(Material to process begins)

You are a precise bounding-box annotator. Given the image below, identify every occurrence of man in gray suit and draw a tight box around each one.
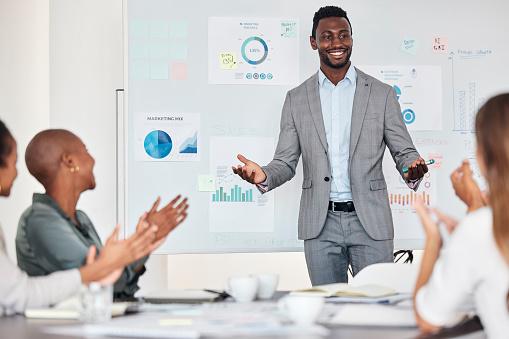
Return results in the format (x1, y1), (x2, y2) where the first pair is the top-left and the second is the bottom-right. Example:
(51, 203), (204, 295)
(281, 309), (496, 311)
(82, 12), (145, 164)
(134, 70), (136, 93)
(233, 6), (428, 285)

(Material to process ends)

• [What you are asked to do] What you produce must match the listing word for word, with no images in it.

• [Response]
You are a precise bounding-box annotator. Given the image below, identify every occurrence of man in gray suit and draw a tight box around each one.
Return results in the format (x1, y1), (x2, y2) where the first pair is the top-left and the second is the bottom-right. Example:
(51, 203), (204, 295)
(281, 309), (496, 311)
(82, 12), (145, 164)
(134, 70), (136, 93)
(233, 6), (428, 285)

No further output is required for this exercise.